=== Text section ===
If they carry out their duties in a country whose government is a friend to Cuba, everything is marvelous and it advances in its accomplishments, despite the resistance of the local employees of the empire. If a county is neutral or an enemy of the Cuban government, everything is terrible, it’s almost a Hell, and it regresses from failure after failure.

So it is, in black and white with no shades of gray: the good are always good and the bad are always bad. Objectivity, for them, is a dirty word which has been expunged from the dictionary. One could argue, in their defense, that they do this because the enemy is in charge of its own propaganda, but here their newspapers and magazines are not sold, their radio and television signals are not allowed, not to mention the Internet, access to which is prohibited to the population.

Due to all this, the media blitz is one-sided, with no chances to compare and think and decide with your own head; we are shown only one side of the coin. So, when I hear some natives and foreigners say that the Cuban people is a politically educated people, I’m overcome by fits of laughter, which I try to contain because of the tragedy of the situation. Educated? Without media independent of the State? Educated? Without public opinion? Good God!
===
• Problem a: From the records, copy word for word the part that opens with the line containing "For every instance of the red" and closes with the line containing "x=288 y=110", including both of those lines.
=== Source records ===
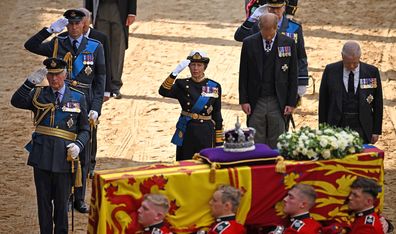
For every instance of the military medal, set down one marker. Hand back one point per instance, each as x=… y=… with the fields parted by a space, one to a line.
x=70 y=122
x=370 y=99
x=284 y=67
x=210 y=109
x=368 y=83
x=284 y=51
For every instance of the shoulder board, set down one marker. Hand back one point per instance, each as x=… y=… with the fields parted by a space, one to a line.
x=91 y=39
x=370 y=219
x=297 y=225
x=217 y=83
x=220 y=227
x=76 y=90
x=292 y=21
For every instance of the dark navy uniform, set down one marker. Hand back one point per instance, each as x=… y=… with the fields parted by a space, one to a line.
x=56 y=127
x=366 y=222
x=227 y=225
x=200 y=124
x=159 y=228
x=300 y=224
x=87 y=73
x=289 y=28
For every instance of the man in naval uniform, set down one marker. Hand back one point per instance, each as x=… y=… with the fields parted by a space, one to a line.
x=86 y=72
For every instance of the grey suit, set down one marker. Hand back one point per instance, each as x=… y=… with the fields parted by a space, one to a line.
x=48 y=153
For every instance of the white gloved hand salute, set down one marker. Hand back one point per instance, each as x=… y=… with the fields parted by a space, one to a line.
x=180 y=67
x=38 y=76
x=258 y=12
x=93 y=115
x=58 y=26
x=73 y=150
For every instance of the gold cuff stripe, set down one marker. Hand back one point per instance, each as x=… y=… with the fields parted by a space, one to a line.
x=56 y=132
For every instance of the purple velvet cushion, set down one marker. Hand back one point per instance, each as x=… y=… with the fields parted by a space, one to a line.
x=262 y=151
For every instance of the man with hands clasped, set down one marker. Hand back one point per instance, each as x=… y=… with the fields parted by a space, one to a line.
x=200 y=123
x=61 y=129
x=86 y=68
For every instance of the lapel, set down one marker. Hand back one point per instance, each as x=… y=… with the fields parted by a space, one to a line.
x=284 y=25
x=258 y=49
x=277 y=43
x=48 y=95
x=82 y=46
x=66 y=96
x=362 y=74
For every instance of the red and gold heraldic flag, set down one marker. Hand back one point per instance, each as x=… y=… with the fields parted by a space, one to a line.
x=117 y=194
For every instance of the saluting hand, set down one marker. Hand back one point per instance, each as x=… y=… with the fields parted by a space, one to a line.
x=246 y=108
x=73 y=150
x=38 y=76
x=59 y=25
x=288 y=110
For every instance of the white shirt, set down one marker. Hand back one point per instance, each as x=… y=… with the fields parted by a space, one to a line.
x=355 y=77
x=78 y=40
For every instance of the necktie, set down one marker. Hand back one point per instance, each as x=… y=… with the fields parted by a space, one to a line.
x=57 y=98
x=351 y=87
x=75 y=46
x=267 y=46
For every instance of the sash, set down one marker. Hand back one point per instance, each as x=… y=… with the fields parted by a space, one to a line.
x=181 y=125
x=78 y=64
===
• Problem b: In the text on Cuban media, what does the writer say the population is not allowed to access?

• Output a:
For every instance of the red and gold heraldic flag, set down one marker. Hand back one point per instance, each as x=… y=… with the fields parted by a space, one to a line.
x=117 y=194
For every instance of the saluting hand, set down one marker. Hand back one point per instance, each as x=… y=… with the fields parted by a space, one to a line.
x=246 y=108
x=73 y=150
x=38 y=76
x=59 y=25
x=288 y=110

• Output b: The Internet.